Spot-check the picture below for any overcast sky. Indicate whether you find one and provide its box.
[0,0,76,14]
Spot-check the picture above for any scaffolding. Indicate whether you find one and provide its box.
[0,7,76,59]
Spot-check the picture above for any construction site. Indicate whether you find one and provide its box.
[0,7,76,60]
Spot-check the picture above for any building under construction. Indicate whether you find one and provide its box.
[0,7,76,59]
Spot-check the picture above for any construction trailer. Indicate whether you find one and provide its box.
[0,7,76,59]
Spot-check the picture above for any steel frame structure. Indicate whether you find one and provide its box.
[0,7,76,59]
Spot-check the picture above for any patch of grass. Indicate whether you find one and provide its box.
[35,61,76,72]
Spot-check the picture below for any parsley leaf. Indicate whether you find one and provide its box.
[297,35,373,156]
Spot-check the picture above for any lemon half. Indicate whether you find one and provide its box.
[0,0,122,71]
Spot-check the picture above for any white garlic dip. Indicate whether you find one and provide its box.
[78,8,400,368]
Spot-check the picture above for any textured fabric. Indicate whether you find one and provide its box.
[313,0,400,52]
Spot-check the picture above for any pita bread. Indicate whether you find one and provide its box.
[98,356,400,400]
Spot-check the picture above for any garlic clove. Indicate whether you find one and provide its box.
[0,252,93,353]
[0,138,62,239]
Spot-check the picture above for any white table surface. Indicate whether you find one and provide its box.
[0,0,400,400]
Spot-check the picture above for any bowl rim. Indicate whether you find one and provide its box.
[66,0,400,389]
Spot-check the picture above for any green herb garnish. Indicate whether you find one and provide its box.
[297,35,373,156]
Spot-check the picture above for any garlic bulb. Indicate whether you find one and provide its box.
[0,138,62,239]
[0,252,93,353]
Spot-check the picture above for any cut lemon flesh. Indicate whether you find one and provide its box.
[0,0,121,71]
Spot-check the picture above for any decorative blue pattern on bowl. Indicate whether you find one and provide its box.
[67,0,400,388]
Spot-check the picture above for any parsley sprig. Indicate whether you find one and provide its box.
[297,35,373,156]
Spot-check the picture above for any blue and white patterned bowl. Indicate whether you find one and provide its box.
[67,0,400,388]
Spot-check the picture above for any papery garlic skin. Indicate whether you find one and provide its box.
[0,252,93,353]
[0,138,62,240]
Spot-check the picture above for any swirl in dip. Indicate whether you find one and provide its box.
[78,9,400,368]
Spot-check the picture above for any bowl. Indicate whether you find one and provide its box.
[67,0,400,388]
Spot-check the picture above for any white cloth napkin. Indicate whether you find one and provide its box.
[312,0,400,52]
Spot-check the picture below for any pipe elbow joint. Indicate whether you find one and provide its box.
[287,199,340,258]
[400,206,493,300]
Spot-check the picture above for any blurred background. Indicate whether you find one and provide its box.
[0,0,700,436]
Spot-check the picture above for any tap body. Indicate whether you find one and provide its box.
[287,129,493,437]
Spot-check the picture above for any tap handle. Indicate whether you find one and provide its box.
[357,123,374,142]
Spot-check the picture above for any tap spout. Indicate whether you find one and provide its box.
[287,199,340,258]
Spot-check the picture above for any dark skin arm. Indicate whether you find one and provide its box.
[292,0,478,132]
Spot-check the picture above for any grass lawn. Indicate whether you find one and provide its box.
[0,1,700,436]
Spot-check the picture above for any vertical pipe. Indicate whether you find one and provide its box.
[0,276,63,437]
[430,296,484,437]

^^^^^^^^

Copy out word for word every line from the one containing "Spot-check the picture above for any decorative" down to the one containing "[312,0,400,52]", both included.

EXERCISE ANSWER -
Spot-check the picture above for any decorative blue pattern on bowl. Indicate whether you find one and provide its box.
[67,0,400,388]
Spot-check the picture above for any parsley sprig. Indicate whether you find one and provide its box.
[297,35,373,156]
Spot-check the picture above for any blue and white patterned bowl. Indicate whether you find one and provide its box.
[67,0,400,388]
Spot-check the picture above for any papery garlic skin. Indicate whether you find one and provide its box.
[0,252,93,353]
[0,138,62,240]
Spot-check the picture above for any swirl in dip. Indicate whether you find one and provide its box.
[78,9,400,368]
Spot-check the picture above for any bowl. Indicate whether you find one and provide its box.
[67,0,400,388]
Spot-check the picture above for any white cloth napkin. Indicate whether you find one and provide its box.
[312,0,400,52]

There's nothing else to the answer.